[TMP-026] Collection of datasets tailored for HumanE-AI multimodal perception and modelling

Contact person: Mireille Hildebrandt (m.hildebrandt@cs.ru.nl)

Internal Partners:

University of Sussex (UOS)
German Research Centre for Artificial Intelligence (DFKI)
Vrije Universiteit Brussel (VUB)

HumanE-AI research needs data to advance. Often, researchers struggle to progress because of the lack of data. At the same time, collecting a rich and accurate dataset is no easy task. Therefore, we propose to share through the AI4EU platform the datasets already collected so far by different research groups. The datasets are curated to be ready-to-use for researchers. Possible extension and variation of such datasets are also generated using artificial techniques and published on the platform. A performance baseline is provided for each dataset, in the form of publication reference, developed model or written documentation. The relevant legal framework will be investigated with specific attention to privacy and data protection, as to highlight limitations and challenges for the use and extension of existing datasets as well as future data collection on the subject of multimodal data collection for perception modelling.

Results Summary

There were 2 main outputs:

— Datasets: The partners involved have created, curated and released datasets for Human Activity Recognition (HAR) tasks, in particular, the extended dataset OPPORTUNITY++ and Wearlab BeachVolleyball dataset. The participation in the microproject has offered the chance to get a closer look at the practices, doubts and difficulties emerging within the scientific community involved in the creation, curation and dissemination of training datasets. Considering that one of the goals of the HumanE-AI Net is to connect research with relevant use cases in European society and industry, the participation to the microproject has offered the occasion to situate dataset collection, curation, and release within the broader context of AI pipeline.

— A comprehensive report introducing the concept of “Legal Protection Debt”: the Report examines the potential issues that arise within current ML-practices and provides an analysis of the relevant normative frameworks that govern such practices. By bridging the gap between practices and legal norms, the Report provides researchers with the tools to assess the risks to fundamental rights and freedoms that may occur due to the implementation of AI research in real world situations and recommends a set of mitigating measures to reduce infringements and to prevent violations.

The Report acknowledges that datasets constitute the backbone infrastructure underpinning the development of Machine Learning. The datasets that are created, curated and disseminated by ML practitioners provide the data to train ML models and the benchmarks to test the improvement of such models in performing the tasks for which they are intended.

*DATA EXCERPTS*.
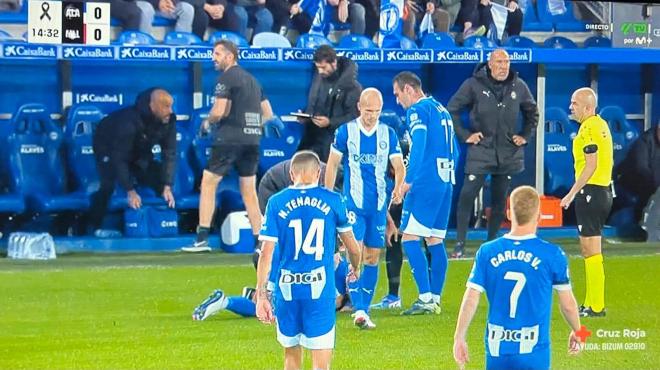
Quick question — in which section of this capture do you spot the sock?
[226,297,257,317]
[197,225,211,243]
[348,275,362,310]
[429,243,447,297]
[385,240,403,297]
[360,265,378,312]
[584,254,605,312]
[403,240,431,301]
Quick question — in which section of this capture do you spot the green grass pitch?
[0,240,660,369]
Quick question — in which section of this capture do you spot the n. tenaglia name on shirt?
[490,249,542,270]
[277,196,330,219]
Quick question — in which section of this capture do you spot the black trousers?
[456,173,511,243]
[87,159,164,232]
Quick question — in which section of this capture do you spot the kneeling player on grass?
[454,186,582,369]
[193,251,349,321]
[257,151,360,369]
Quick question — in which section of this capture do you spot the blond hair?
[510,186,541,225]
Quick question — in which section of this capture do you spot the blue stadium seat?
[296,33,332,49]
[7,104,89,213]
[543,36,577,49]
[252,32,291,48]
[584,36,612,48]
[543,107,577,197]
[422,32,456,49]
[116,31,156,45]
[599,105,639,166]
[163,31,202,46]
[208,31,250,48]
[463,36,497,49]
[381,36,417,49]
[504,36,538,48]
[339,35,377,49]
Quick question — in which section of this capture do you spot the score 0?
[83,2,110,45]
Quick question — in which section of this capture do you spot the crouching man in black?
[88,88,176,236]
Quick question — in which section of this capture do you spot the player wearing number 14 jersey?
[256,151,360,369]
[454,186,580,369]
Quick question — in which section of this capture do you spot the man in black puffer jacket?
[298,45,362,162]
[447,49,539,257]
[88,88,176,231]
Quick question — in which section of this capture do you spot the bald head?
[289,150,321,185]
[358,87,383,129]
[488,49,511,81]
[570,87,598,123]
[149,89,174,123]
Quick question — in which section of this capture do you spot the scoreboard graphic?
[28,0,110,45]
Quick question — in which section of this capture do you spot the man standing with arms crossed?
[393,72,458,315]
[560,87,614,317]
[256,151,360,369]
[182,40,273,252]
[454,186,582,369]
[325,88,406,329]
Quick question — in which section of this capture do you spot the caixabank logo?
[62,46,115,59]
[384,49,433,63]
[435,49,482,63]
[238,48,280,62]
[337,49,383,63]
[119,46,171,60]
[484,48,532,63]
[2,43,57,59]
[174,47,213,62]
[282,49,314,62]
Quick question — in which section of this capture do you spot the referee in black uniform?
[182,40,273,252]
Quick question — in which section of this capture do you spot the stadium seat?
[543,36,577,49]
[339,35,377,49]
[543,107,577,197]
[296,33,332,49]
[504,36,537,48]
[7,104,89,213]
[584,36,612,48]
[163,31,202,46]
[463,36,497,49]
[116,31,156,45]
[252,32,291,48]
[599,105,639,166]
[422,32,456,49]
[208,31,250,48]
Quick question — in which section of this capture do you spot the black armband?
[582,144,598,154]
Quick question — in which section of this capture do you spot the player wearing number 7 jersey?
[454,186,581,369]
[256,151,360,369]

*GIVEN TASK*. Continue the HumanE-AI dataset microproject summary from its last sentence.

*THE ANSWER*.
However, until recently, the practices, processes and interactions that take place further upstream the ML-pipeline, between the collection of data and the use of dataset for training ML-models, have tended to fade into the background.

The report argues that the practices of dataset creation, curation and dissemination play a crucial role in the setting of the level of legal protection that is afforded to all the legal subjects that are located downstream ML-pipelines. Where such practices lack appropriate legal safeguards, a “Legal Protection Debt” can mount up incrementally along the stages of MLpipelines.

In section 1.1., the Report provides a brief overview of how current data science

practices depend on and perpetuate an ecosystem characterised by a lack of structural safeguards for the risks posed by data processing. This can lead to the accumulation of “technical debt”. Such debt, in turn, can assume relevance in the perspective of compliance with legal requirements. Taking inspiration from the literature on technical and ethical debt, the Report introduces the concept of Legal Protection Debt. Because of this legal protection debt, data-driven systems implemented at the end of the ML pipeline may lack the safeguards necessary to avoid downstream harm to natural persons.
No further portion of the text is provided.